_Goal of the exercise:_
Please rewrite the passage of the reply about porting T-E to HTTP/2 that starts at "RE: Porting T-E" and ends at "the associated consequences.", swapping "Reintroduce" for "Bring back".

_Extract to read:_
....
RE: Porting T-E to HTTP/2: Reasons Against

On Friday,11 April 2014 02:19, Matthew Kerwin wrote:

> I still believe there's a significant case that HTTP/2 doesn't address, that HTTP/1.1

> (theoretically) does: allowing compression after entity-specific operations (such as ranges).



We actually need that feature, but finally we accept: HTTP/2 will NOT support it. We proposed 3 options:

1)    Reintroduce "Transfert-Encoding: gzip": We agree that is not an option because it is a hop-to-hop header with all the associated consequences.

2)    Introduce a "Message-Encoding" which is in almost all cases like "Content-Encoding", specifically end-to-end. The significant difference is in the semantics of a range (range is applied after Content-Encoding; while range is applied before Message-Encoding). With Message-Encoding the server can compress a range. Due to the subtle difference we got responses like "...effectively makes it a redundant duplicate of CE" [1].
....
_Extracted records:_

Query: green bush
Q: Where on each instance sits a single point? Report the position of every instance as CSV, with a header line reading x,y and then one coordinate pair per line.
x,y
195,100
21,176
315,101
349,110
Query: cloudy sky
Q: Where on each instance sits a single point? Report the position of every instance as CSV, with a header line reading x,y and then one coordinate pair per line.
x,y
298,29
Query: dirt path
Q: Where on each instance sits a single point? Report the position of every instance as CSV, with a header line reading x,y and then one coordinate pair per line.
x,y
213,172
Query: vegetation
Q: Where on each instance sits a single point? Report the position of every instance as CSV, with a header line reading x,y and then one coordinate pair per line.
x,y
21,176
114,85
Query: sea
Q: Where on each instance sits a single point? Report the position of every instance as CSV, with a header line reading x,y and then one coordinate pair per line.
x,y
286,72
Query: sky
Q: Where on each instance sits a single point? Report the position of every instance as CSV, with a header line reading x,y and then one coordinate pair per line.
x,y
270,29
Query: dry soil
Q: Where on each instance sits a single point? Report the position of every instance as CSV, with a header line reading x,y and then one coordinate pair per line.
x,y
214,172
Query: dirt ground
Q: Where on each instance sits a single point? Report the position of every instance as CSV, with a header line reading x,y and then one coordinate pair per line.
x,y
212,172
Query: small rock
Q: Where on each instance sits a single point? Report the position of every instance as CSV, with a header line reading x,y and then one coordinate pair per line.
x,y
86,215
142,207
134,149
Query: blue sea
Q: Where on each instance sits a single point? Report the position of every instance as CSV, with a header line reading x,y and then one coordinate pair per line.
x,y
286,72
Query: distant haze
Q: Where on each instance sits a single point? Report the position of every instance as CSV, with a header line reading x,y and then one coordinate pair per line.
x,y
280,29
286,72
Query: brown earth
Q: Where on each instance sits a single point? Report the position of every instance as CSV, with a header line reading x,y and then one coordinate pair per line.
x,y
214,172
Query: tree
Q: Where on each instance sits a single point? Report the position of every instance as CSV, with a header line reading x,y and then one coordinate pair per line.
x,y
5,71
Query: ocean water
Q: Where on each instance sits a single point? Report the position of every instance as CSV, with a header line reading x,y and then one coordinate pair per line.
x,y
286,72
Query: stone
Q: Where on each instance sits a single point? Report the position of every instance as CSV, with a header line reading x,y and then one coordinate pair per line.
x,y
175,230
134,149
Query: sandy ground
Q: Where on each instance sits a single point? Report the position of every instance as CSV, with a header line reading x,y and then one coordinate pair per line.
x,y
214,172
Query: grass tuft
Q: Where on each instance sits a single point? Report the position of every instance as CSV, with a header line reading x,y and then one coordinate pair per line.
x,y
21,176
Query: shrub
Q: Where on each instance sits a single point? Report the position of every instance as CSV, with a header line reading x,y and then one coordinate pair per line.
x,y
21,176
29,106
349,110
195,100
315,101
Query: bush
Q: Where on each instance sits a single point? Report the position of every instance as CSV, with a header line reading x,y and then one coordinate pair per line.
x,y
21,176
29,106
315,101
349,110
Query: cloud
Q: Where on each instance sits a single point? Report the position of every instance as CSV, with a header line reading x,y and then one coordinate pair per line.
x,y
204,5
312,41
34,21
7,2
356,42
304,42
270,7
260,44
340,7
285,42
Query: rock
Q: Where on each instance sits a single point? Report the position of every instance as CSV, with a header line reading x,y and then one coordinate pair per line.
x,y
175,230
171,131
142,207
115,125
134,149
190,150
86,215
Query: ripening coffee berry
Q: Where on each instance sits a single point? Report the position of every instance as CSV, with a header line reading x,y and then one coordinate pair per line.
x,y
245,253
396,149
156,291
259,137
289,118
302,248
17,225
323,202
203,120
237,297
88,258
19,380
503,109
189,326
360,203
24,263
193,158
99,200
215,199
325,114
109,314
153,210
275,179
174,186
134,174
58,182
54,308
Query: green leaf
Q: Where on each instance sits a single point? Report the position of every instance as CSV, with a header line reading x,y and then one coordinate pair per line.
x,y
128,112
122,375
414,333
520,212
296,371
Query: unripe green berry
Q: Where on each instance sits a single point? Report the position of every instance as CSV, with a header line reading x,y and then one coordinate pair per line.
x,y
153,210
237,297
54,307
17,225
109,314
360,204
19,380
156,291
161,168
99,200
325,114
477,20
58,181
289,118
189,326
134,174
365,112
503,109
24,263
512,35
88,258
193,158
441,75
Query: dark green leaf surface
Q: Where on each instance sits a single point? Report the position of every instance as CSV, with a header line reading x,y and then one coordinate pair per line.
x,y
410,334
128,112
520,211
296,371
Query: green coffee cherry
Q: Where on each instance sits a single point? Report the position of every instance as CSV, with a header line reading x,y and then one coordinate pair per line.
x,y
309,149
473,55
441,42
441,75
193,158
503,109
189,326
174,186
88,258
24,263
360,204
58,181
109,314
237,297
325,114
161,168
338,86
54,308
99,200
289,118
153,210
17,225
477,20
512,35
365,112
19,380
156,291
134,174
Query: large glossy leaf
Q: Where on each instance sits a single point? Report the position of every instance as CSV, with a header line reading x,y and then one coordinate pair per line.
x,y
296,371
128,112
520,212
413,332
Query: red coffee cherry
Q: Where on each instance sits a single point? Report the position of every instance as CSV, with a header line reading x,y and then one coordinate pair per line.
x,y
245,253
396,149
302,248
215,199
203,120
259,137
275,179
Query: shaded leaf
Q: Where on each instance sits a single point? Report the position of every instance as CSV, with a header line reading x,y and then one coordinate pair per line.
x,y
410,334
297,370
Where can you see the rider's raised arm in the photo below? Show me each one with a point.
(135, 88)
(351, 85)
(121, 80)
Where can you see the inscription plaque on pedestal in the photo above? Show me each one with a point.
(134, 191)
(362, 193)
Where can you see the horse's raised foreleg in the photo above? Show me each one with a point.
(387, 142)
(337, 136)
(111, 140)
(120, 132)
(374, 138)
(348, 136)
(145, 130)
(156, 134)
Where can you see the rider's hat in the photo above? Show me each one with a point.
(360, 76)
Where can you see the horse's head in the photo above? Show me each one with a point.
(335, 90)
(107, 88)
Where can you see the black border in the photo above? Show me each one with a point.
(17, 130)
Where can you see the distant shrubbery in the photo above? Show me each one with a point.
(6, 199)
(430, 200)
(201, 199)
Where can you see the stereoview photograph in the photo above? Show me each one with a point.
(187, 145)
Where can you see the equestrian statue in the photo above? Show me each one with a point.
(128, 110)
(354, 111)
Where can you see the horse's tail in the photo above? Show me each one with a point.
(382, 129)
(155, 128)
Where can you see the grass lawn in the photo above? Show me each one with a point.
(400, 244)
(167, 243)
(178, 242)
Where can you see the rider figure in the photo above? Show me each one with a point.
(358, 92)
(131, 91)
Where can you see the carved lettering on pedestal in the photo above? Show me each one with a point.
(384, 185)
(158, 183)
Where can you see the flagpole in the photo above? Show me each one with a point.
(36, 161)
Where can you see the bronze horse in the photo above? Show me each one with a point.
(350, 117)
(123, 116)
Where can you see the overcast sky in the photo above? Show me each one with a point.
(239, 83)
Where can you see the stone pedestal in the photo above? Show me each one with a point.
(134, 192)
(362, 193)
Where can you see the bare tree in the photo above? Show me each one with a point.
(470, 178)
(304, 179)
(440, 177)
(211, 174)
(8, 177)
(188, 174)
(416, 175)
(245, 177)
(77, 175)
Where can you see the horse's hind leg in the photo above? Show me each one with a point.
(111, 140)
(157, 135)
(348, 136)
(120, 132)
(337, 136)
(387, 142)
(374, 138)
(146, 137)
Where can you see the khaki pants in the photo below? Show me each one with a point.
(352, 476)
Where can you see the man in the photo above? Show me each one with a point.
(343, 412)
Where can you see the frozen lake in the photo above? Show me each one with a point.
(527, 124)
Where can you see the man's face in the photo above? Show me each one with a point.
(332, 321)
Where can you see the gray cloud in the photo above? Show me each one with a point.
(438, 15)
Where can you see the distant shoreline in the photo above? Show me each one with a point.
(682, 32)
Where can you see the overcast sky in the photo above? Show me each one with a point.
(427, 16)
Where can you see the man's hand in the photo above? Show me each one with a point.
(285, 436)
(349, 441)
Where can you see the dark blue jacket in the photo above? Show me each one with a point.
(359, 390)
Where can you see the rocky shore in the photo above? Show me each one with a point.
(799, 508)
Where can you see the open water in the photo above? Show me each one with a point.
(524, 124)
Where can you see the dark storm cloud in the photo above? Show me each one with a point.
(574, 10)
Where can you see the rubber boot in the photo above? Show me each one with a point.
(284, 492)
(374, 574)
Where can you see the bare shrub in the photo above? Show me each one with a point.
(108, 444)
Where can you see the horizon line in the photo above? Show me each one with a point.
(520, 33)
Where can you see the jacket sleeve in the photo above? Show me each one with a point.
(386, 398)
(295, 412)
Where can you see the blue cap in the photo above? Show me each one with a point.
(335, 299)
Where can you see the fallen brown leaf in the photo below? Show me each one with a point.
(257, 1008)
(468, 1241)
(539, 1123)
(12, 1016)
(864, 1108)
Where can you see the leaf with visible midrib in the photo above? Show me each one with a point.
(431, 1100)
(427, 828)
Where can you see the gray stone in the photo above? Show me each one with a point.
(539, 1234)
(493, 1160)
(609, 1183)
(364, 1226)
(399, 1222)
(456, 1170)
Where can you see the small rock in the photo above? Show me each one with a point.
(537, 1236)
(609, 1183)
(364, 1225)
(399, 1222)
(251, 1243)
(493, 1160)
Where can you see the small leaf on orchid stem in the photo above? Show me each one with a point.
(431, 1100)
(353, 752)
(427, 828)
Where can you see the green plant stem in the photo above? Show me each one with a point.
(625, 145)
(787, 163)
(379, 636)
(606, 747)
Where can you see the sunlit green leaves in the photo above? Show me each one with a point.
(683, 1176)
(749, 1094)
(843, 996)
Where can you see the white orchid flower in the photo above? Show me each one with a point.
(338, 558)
....
_Reply:_
RE: Porting T-E to HTTP/2: Reasons Against

On Friday,11 April 2014 02:19, Matthew Kerwin wrote:

> I still believe there's a significant case that HTTP/2 doesn't address, that HTTP/1.1

> (theoretically) does: allowing compression after entity-specific operations (such as ranges).



We actually need that feature, but finally we accept: HTTP/2 will NOT support it. We proposed 3 options:

1)    Bring back "Transfert-Encoding: gzip": We agree that is not an option because it is a hop-to-hop header with all the associated consequences.